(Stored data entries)
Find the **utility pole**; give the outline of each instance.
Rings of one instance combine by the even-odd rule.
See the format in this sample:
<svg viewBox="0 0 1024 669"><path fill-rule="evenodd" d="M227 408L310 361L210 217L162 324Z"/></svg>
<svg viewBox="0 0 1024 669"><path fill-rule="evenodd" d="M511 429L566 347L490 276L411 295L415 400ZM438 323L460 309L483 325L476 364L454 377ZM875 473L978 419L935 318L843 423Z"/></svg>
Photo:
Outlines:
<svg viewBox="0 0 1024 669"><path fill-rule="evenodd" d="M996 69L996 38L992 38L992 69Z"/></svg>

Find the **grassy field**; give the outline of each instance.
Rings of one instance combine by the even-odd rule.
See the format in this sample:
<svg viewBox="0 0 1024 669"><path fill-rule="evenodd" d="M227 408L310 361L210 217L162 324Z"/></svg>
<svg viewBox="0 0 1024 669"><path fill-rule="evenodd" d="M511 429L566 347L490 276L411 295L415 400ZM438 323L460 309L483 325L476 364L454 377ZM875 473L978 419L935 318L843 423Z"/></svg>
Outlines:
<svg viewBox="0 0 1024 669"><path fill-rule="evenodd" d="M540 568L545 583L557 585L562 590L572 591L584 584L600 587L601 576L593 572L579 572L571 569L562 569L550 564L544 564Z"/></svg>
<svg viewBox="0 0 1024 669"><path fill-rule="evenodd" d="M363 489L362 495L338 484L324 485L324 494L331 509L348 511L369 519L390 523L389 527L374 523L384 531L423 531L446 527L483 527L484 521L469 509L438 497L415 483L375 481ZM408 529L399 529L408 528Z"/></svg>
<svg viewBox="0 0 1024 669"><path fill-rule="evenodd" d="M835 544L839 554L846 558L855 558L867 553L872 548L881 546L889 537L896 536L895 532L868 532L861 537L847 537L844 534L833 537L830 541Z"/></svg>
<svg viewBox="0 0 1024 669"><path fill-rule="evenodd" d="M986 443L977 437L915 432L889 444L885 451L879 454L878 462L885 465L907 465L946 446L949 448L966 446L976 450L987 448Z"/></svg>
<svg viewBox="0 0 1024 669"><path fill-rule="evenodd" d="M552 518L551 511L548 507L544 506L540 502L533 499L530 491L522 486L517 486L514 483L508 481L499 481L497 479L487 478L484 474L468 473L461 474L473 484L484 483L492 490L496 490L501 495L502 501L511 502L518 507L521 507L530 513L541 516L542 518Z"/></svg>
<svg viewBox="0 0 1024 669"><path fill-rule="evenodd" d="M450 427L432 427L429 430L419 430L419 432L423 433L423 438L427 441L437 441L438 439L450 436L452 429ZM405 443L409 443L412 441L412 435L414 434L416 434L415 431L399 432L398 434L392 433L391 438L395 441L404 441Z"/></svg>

» Problem description
Would you transcribe the records above exactly, leaving nothing out?

» Result below
Find the **utility pole**; give the outline of each instance.
Rings of one instance combine by the even-odd rule.
See the format in this sample:
<svg viewBox="0 0 1024 669"><path fill-rule="evenodd" d="M227 408L310 361L210 217L162 324Z"/></svg>
<svg viewBox="0 0 1024 669"><path fill-rule="evenodd" d="M511 429L566 347L490 276L411 295L415 400ZM438 323L460 309L483 325L476 364L454 377ZM875 473L978 419L935 318L843 423Z"/></svg>
Photo:
Outlines:
<svg viewBox="0 0 1024 669"><path fill-rule="evenodd" d="M996 69L996 38L992 38L992 69Z"/></svg>

Find the **grassy field**; give the outline of each instance.
Rings of one instance combine by the even-odd rule.
See the format in this sample:
<svg viewBox="0 0 1024 669"><path fill-rule="evenodd" d="M227 408L310 361L210 217L162 324Z"/></svg>
<svg viewBox="0 0 1024 669"><path fill-rule="evenodd" d="M511 429L566 347L490 276L411 295L415 400ZM438 323L460 309L483 325L476 364L454 377ZM875 473L978 419L935 318L843 423Z"/></svg>
Outlines:
<svg viewBox="0 0 1024 669"><path fill-rule="evenodd" d="M540 568L545 583L557 585L562 590L572 591L584 584L600 587L601 576L593 572L579 572L571 569L562 569L550 564L544 564Z"/></svg>
<svg viewBox="0 0 1024 669"><path fill-rule="evenodd" d="M363 489L362 495L338 484L324 485L324 494L331 509L348 511L369 519L390 523L389 527L374 523L384 531L423 531L446 527L483 527L484 521L469 509L438 497L415 483L375 481ZM408 529L399 529L408 528Z"/></svg>
<svg viewBox="0 0 1024 669"><path fill-rule="evenodd" d="M835 544L839 554L846 558L855 558L867 553L872 548L881 546L889 537L896 536L895 532L868 532L861 537L847 537L844 534L833 537L830 541Z"/></svg>
<svg viewBox="0 0 1024 669"><path fill-rule="evenodd" d="M986 443L977 437L915 432L889 444L885 451L879 454L878 462L885 465L907 465L946 446L949 448L966 446L976 450L987 448Z"/></svg>
<svg viewBox="0 0 1024 669"><path fill-rule="evenodd" d="M552 518L551 511L548 507L544 506L540 502L533 499L530 491L522 486L517 486L514 483L508 481L499 481L497 479L487 478L484 474L468 473L461 474L473 484L484 483L492 490L496 490L501 495L502 501L511 502L518 507L521 507L530 513L541 516L542 518Z"/></svg>
<svg viewBox="0 0 1024 669"><path fill-rule="evenodd" d="M450 427L432 427L429 430L419 430L419 432L423 433L423 438L427 441L437 441L438 439L450 436L452 429ZM405 443L409 443L412 441L412 435L414 434L416 434L415 431L399 432L398 434L392 433L391 438L395 441L404 441Z"/></svg>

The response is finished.